DOCUMENT TEXT:
>>>
Nothing like a warm bowl of goodness. I found this dish on the New York times Food Section page. If you don’t already subscribe, it’s a great way to try lots of new recipes. When you subscribe you get a recipe box where you can save all your favorite recipes; it’s really clever.

I wanted to share it with you. It’s easy to prepare, healthy and most important it is delicious. Let me know how you like it, eating healthy is easy.

Here’s how the New York Times describes this dish:

This hearty, flexible stew comes together with pantry ingredients and delivers layers of flavors. Cherry tomatoes, roasted in a generous glug of olive oil to amplify their sweetness, lend a welcome brightness to this otherwise rich dish. Onion, garlic and red-pepper flakes form the backbone of this dish, to which white beans and broth are added, then simmered until thick. While this stew is lovely on its own, you could also add wilt-able greens such as kale, escarole or Swiss chard at the end, and toasted bread crumbs on top. The dish is vegan as written, but should you choose to top your bowl with a showering of grated Pecorino or Parmesan, it would most likely work well in your favor.
<<<
GIVEN TASK: Write out the stew text word for word, from "I wanted to" up to and including "in your favor.". The entries after the stew text have no role in this work.

DATA PROVIDED:
>>>
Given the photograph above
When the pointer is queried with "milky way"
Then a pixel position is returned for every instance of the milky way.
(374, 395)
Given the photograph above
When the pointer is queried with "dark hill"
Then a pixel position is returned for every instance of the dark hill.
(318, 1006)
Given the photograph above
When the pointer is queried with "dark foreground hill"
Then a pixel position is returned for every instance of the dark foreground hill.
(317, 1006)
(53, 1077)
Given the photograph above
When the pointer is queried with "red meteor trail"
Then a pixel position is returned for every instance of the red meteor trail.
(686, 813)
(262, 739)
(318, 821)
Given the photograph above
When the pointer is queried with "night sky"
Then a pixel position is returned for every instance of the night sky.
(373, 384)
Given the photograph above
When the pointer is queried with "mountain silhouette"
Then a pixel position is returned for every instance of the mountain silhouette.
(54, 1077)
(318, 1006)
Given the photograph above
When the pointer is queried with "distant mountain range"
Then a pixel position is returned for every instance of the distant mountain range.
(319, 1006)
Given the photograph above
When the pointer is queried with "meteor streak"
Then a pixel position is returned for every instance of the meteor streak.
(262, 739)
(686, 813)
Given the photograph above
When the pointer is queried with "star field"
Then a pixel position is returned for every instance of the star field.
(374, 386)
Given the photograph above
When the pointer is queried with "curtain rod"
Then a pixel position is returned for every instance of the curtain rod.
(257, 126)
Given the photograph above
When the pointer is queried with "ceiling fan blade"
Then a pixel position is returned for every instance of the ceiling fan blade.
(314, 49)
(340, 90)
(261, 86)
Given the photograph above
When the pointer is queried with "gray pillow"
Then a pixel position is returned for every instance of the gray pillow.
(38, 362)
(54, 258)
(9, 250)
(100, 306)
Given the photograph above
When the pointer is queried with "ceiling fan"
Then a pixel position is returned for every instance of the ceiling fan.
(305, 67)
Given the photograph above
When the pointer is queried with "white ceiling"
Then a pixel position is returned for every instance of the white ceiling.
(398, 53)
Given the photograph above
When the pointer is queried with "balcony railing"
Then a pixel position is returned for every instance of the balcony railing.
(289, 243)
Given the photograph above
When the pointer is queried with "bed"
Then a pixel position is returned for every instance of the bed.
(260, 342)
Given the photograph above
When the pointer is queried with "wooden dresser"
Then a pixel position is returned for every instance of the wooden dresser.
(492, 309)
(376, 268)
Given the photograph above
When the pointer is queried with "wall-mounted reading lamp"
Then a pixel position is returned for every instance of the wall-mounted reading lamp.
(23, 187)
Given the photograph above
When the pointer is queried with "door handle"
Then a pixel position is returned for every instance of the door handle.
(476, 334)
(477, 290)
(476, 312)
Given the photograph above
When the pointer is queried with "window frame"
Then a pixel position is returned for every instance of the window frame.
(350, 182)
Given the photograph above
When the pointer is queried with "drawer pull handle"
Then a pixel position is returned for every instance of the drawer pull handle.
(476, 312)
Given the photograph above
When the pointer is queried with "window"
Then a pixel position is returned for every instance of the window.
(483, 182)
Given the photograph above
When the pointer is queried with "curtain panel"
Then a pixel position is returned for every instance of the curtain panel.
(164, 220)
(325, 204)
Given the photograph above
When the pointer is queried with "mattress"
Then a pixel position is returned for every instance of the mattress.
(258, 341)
<<<
EXERCISE RESULT:
I wanted to share it with you. It’s easy to prepare, healthy and most important it is delicious. Let me know how you like it, eating healthy is easy.

Here’s how the New York Times describes this dish:

This hearty, flexible stew comes together with pantry ingredients and delivers layers of flavors. Cherry tomatoes, roasted in a generous glug of olive oil to amplify their sweetness, lend a welcome brightness to this otherwise rich dish. Onion, garlic and red-pepper flakes form the backbone of this dish, to which white beans and broth are added, then simmered until thick. While this stew is lovely on its own, you could also add wilt-able greens such as kale, escarole or Swiss chard at the end, and toasted bread crumbs on top. The dish is vegan as written, but should you choose to top your bowl with a showering of grated Pecorino or Parmesan, it would most likely work well in your favor.